> [Task brief] Each line containing the string "water" should be copied out of the entries.

> [Material provided]
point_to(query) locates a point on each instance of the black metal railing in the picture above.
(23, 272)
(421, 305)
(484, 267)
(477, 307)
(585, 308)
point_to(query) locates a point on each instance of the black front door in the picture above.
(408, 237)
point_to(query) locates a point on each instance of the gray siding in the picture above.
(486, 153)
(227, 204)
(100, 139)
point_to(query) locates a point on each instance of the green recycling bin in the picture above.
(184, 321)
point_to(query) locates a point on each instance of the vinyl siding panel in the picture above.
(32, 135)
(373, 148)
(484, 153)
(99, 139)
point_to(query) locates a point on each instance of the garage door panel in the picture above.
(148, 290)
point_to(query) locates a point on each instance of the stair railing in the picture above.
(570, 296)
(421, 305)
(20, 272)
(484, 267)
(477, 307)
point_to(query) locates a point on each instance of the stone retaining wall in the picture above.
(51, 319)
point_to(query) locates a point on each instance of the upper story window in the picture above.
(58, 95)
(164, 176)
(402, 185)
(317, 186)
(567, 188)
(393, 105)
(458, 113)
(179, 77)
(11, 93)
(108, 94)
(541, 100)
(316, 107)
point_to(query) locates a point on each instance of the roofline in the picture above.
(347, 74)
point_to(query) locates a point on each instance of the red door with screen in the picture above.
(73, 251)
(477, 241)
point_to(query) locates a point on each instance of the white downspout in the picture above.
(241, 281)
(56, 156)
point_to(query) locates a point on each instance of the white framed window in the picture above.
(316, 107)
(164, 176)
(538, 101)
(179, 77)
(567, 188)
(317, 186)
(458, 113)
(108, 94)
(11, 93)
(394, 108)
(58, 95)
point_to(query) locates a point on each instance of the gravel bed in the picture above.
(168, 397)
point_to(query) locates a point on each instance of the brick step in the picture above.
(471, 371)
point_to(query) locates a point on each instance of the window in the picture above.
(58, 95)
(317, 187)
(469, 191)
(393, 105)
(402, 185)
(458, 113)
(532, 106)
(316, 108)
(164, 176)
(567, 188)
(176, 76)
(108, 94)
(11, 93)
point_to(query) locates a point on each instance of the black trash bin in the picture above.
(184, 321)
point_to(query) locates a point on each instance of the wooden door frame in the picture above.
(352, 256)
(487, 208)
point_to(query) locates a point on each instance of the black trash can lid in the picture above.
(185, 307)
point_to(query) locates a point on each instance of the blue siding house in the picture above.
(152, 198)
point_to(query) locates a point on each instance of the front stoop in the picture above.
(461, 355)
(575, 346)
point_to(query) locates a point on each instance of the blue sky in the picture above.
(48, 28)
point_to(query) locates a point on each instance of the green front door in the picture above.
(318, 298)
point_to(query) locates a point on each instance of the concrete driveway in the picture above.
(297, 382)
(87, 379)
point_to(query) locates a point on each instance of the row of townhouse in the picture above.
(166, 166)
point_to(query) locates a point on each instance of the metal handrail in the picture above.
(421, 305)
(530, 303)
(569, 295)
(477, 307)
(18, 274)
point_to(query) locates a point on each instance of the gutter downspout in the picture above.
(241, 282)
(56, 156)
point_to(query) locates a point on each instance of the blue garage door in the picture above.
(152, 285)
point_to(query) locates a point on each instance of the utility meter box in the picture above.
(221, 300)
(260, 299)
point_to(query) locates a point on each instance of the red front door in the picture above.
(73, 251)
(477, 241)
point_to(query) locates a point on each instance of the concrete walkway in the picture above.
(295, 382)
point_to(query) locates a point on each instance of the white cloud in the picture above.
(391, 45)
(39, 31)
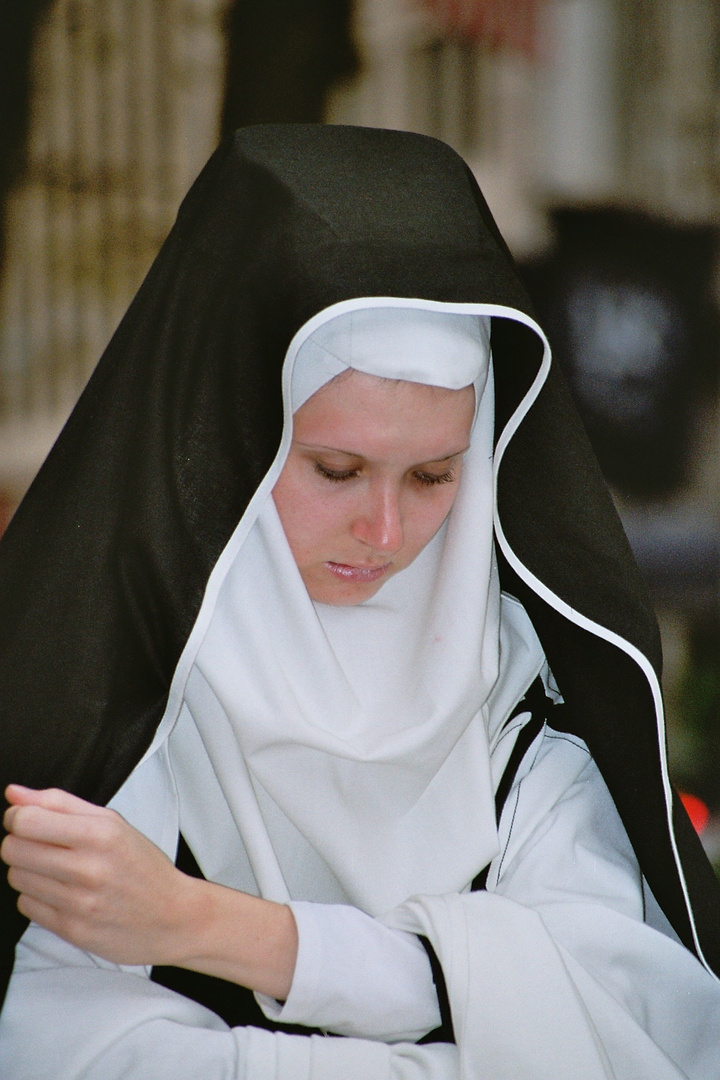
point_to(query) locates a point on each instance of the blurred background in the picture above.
(594, 130)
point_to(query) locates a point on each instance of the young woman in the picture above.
(322, 592)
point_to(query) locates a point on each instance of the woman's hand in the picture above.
(90, 877)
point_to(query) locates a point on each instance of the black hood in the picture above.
(104, 567)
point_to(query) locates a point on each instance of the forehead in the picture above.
(369, 415)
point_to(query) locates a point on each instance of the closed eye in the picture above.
(429, 480)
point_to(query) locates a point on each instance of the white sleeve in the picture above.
(355, 976)
(69, 1015)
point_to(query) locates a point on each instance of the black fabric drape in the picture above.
(104, 566)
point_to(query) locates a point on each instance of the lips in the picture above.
(362, 575)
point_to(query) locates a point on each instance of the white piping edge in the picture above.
(580, 620)
(240, 534)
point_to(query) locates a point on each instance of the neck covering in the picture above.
(358, 733)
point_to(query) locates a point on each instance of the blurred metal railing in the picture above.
(124, 111)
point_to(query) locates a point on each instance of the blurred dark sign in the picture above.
(627, 304)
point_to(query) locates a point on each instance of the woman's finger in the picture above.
(67, 829)
(48, 859)
(51, 798)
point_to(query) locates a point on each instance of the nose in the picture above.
(380, 523)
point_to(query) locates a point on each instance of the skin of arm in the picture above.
(86, 875)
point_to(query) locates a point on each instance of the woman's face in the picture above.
(370, 476)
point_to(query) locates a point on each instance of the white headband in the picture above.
(412, 343)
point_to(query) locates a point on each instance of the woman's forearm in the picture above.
(84, 873)
(235, 936)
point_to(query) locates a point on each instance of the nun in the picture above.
(333, 732)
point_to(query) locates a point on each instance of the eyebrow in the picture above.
(354, 454)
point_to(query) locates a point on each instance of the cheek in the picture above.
(307, 520)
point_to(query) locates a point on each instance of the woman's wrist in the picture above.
(235, 936)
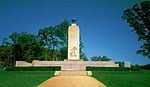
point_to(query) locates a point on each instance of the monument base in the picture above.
(70, 65)
(73, 60)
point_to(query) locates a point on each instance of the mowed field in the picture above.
(23, 79)
(109, 78)
(123, 78)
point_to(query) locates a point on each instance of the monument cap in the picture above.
(74, 20)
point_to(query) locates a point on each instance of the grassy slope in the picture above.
(23, 79)
(123, 79)
(109, 78)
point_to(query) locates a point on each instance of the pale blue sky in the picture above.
(102, 30)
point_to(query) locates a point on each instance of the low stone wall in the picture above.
(69, 65)
(23, 63)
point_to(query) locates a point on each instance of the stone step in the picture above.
(73, 73)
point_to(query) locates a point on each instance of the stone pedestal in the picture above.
(73, 42)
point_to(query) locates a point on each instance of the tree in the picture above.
(139, 18)
(25, 46)
(55, 37)
(100, 58)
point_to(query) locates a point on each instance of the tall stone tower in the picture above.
(73, 41)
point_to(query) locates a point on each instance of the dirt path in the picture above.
(72, 81)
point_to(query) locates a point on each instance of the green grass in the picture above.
(123, 79)
(23, 79)
(109, 78)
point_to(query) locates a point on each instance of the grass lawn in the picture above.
(23, 79)
(123, 79)
(109, 78)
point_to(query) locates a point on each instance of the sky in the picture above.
(102, 30)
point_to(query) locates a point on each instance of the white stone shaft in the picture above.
(73, 42)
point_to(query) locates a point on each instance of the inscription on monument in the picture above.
(73, 52)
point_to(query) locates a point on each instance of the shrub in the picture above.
(89, 68)
(145, 67)
(36, 68)
(9, 68)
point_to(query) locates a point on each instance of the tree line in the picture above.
(49, 44)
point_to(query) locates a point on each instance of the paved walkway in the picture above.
(72, 81)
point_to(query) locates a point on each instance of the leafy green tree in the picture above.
(25, 46)
(6, 56)
(139, 18)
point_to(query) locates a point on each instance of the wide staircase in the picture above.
(73, 73)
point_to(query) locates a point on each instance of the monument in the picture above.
(73, 41)
(72, 62)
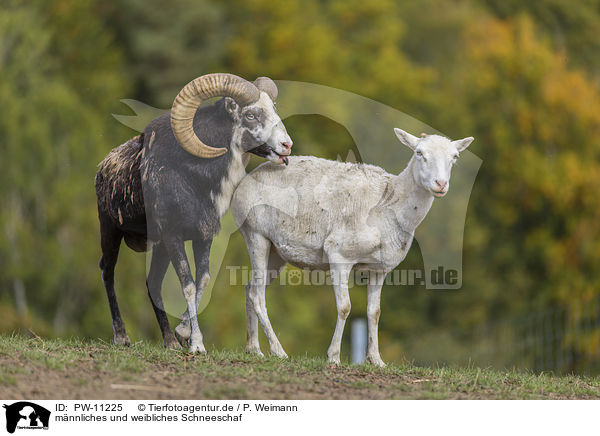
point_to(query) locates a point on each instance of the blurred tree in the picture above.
(60, 78)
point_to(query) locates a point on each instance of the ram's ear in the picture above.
(406, 138)
(461, 144)
(230, 105)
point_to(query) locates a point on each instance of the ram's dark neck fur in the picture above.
(176, 185)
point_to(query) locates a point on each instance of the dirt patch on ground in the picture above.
(55, 369)
(84, 381)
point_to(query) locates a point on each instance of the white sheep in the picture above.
(328, 215)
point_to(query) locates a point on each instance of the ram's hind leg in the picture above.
(110, 242)
(259, 248)
(275, 265)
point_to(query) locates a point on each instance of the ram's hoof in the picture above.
(123, 340)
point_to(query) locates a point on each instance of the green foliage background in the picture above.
(521, 77)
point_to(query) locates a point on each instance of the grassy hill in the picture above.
(34, 368)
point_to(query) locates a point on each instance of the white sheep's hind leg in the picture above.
(376, 280)
(340, 272)
(259, 248)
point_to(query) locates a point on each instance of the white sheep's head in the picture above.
(433, 158)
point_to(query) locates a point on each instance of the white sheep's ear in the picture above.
(461, 144)
(406, 138)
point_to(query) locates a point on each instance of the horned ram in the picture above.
(174, 182)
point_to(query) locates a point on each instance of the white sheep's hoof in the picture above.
(376, 361)
(183, 330)
(198, 348)
(255, 350)
(278, 351)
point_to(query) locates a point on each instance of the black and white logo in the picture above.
(26, 415)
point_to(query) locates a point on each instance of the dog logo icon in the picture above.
(26, 415)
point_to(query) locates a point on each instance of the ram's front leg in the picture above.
(201, 257)
(176, 250)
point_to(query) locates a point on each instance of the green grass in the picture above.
(88, 368)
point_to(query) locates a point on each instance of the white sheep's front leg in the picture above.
(259, 248)
(252, 344)
(340, 273)
(376, 280)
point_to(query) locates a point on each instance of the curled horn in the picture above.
(267, 85)
(193, 94)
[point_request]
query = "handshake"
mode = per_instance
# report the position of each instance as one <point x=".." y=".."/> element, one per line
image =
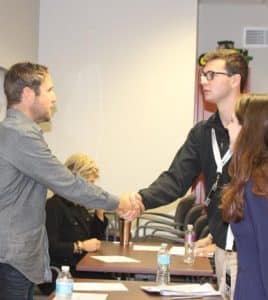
<point x="130" y="206"/>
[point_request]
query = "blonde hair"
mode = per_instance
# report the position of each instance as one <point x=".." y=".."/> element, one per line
<point x="83" y="165"/>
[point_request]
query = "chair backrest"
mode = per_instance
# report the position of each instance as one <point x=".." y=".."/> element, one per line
<point x="192" y="215"/>
<point x="184" y="205"/>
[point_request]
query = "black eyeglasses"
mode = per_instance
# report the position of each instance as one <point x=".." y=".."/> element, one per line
<point x="209" y="75"/>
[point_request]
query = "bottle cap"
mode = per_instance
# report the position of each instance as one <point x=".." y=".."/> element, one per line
<point x="190" y="226"/>
<point x="65" y="268"/>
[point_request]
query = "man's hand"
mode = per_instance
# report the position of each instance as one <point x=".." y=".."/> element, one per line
<point x="130" y="206"/>
<point x="205" y="247"/>
<point x="91" y="245"/>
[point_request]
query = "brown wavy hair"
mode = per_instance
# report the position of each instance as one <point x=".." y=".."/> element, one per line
<point x="250" y="155"/>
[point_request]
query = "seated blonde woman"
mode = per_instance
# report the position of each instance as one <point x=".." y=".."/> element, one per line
<point x="72" y="230"/>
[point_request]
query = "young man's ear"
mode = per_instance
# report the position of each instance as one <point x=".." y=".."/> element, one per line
<point x="27" y="95"/>
<point x="236" y="80"/>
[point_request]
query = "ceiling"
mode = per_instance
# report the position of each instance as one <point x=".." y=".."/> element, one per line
<point x="235" y="1"/>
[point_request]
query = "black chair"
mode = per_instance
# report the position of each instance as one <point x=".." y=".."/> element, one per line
<point x="160" y="226"/>
<point x="193" y="214"/>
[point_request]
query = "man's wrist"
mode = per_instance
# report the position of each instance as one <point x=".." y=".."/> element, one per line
<point x="210" y="237"/>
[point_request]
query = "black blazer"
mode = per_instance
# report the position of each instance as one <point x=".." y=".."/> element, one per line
<point x="66" y="223"/>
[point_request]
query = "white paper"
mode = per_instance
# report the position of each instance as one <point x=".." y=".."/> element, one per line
<point x="177" y="250"/>
<point x="194" y="289"/>
<point x="145" y="248"/>
<point x="115" y="258"/>
<point x="87" y="296"/>
<point x="98" y="286"/>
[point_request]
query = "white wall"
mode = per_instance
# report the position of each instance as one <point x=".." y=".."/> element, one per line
<point x="19" y="28"/>
<point x="124" y="76"/>
<point x="225" y="21"/>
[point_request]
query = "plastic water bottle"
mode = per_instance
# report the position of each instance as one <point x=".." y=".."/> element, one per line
<point x="64" y="284"/>
<point x="163" y="266"/>
<point x="189" y="239"/>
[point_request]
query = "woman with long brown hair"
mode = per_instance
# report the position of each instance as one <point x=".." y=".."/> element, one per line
<point x="245" y="198"/>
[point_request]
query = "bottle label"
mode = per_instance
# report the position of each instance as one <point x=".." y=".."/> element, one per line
<point x="163" y="259"/>
<point x="64" y="288"/>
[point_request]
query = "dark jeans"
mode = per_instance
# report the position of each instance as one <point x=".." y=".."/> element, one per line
<point x="14" y="285"/>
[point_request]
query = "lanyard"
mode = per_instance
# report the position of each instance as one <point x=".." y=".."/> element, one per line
<point x="220" y="162"/>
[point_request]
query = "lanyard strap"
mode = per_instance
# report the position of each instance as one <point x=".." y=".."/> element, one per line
<point x="220" y="162"/>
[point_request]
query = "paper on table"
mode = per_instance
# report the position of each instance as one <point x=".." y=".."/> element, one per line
<point x="145" y="248"/>
<point x="115" y="258"/>
<point x="177" y="250"/>
<point x="183" y="290"/>
<point x="98" y="286"/>
<point x="87" y="296"/>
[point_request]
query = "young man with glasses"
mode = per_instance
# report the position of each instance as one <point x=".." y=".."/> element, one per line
<point x="223" y="79"/>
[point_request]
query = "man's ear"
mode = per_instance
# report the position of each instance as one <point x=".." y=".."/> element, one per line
<point x="27" y="95"/>
<point x="236" y="80"/>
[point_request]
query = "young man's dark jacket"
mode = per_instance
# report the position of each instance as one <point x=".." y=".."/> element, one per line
<point x="192" y="159"/>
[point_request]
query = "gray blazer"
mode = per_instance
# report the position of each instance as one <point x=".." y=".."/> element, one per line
<point x="27" y="169"/>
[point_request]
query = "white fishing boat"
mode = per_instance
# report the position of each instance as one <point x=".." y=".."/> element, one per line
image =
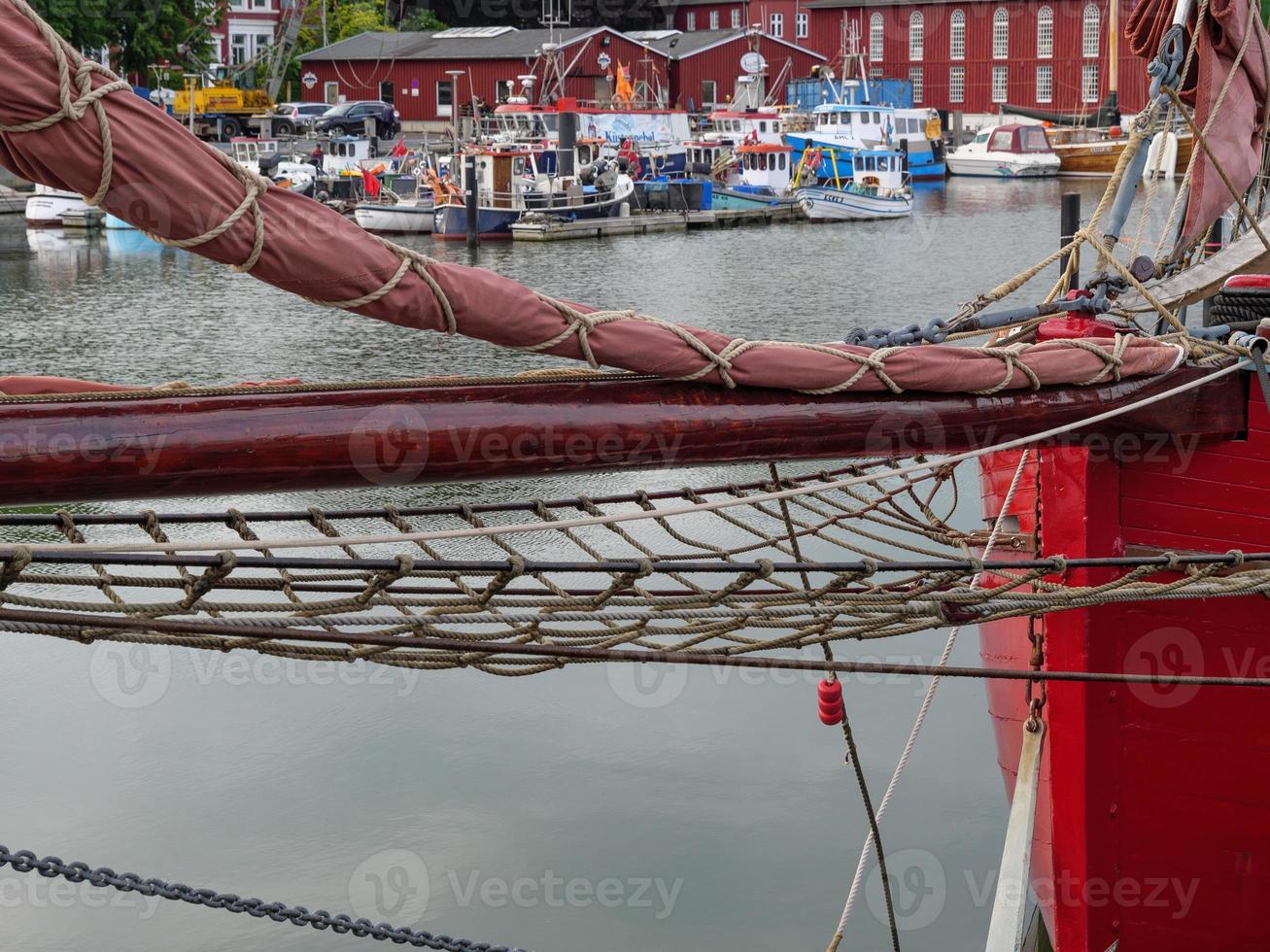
<point x="46" y="207"/>
<point x="877" y="189"/>
<point x="1006" y="153"/>
<point x="12" y="202"/>
<point x="397" y="216"/>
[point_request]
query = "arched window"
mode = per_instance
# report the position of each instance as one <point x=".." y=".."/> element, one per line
<point x="916" y="36"/>
<point x="1045" y="33"/>
<point x="956" y="36"/>
<point x="1091" y="31"/>
<point x="1001" y="34"/>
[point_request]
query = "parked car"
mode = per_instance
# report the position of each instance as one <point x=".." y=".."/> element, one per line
<point x="350" y="119"/>
<point x="302" y="115"/>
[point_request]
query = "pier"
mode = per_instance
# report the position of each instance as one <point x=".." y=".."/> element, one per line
<point x="652" y="222"/>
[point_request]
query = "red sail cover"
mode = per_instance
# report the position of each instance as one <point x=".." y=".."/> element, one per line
<point x="170" y="185"/>
<point x="1240" y="110"/>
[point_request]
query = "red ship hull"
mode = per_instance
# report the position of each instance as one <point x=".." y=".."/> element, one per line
<point x="1153" y="816"/>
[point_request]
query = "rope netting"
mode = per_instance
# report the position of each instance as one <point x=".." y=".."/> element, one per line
<point x="877" y="558"/>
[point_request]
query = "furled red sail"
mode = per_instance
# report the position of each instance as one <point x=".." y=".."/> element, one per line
<point x="1227" y="86"/>
<point x="149" y="170"/>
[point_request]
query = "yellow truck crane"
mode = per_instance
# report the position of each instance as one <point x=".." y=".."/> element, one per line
<point x="216" y="108"/>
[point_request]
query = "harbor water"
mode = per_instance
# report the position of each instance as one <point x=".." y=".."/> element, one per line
<point x="590" y="809"/>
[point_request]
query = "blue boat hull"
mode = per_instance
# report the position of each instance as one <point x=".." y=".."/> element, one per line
<point x="450" y="222"/>
<point x="922" y="165"/>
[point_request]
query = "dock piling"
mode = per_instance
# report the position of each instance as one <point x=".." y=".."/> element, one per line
<point x="1068" y="224"/>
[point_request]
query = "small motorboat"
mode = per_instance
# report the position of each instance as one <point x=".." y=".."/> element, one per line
<point x="511" y="187"/>
<point x="393" y="215"/>
<point x="877" y="189"/>
<point x="1006" y="153"/>
<point x="46" y="207"/>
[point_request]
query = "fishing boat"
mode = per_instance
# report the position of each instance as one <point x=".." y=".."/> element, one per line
<point x="46" y="206"/>
<point x="1006" y="153"/>
<point x="509" y="186"/>
<point x="12" y="202"/>
<point x="844" y="127"/>
<point x="877" y="189"/>
<point x="1119" y="580"/>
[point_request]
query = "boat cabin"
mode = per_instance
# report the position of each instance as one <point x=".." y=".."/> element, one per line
<point x="877" y="169"/>
<point x="1020" y="140"/>
<point x="860" y="124"/>
<point x="347" y="153"/>
<point x="248" y="152"/>
<point x="748" y="126"/>
<point x="765" y="166"/>
<point x="501" y="175"/>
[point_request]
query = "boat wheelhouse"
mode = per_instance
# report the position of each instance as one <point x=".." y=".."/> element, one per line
<point x="877" y="189"/>
<point x="844" y="127"/>
<point x="654" y="135"/>
<point x="511" y="185"/>
<point x="1006" y="153"/>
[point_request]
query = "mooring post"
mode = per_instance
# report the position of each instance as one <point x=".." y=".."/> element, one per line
<point x="470" y="199"/>
<point x="1068" y="224"/>
<point x="1216" y="240"/>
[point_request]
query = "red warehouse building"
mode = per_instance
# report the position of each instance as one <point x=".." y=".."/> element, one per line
<point x="782" y="19"/>
<point x="705" y="63"/>
<point x="969" y="56"/>
<point x="414" y="70"/>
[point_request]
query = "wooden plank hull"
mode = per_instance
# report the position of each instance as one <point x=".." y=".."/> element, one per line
<point x="1153" y="825"/>
<point x="170" y="443"/>
<point x="1099" y="158"/>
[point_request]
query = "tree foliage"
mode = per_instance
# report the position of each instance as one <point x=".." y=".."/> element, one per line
<point x="136" y="33"/>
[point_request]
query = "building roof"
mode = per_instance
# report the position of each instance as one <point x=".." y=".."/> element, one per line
<point x="681" y="46"/>
<point x="458" y="45"/>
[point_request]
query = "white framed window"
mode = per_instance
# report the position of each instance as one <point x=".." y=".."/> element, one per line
<point x="875" y="38"/>
<point x="1090" y="83"/>
<point x="1046" y="84"/>
<point x="1091" y="23"/>
<point x="1045" y="33"/>
<point x="1001" y="34"/>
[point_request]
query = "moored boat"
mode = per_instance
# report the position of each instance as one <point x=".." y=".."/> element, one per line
<point x="877" y="189"/>
<point x="46" y="206"/>
<point x="1006" y="153"/>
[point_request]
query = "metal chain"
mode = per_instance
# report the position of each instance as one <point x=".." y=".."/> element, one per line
<point x="51" y="867"/>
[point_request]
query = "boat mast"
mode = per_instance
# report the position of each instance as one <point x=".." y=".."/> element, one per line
<point x="1114" y="52"/>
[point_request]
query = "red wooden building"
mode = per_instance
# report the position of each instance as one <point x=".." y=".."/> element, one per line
<point x="705" y="63"/>
<point x="426" y="75"/>
<point x="972" y="54"/>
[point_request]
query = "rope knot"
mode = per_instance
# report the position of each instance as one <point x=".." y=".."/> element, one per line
<point x="15" y="565"/>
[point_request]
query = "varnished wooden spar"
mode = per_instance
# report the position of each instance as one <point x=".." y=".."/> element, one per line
<point x="156" y="444"/>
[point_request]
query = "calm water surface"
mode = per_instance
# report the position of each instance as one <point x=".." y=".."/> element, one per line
<point x="710" y="812"/>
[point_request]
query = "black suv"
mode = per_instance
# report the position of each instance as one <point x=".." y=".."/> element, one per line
<point x="350" y="119"/>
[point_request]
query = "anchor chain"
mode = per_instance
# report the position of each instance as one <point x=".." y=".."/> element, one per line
<point x="52" y="867"/>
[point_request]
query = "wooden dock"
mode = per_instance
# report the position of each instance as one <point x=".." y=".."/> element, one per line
<point x="650" y="222"/>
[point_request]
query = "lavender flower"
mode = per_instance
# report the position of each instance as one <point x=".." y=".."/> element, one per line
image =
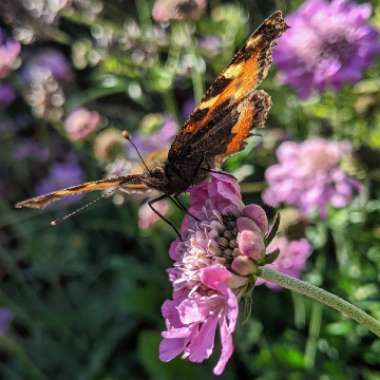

> [Expected answer]
query = "plastic water bottle"
query = "harbor water"
query = "calm water surface"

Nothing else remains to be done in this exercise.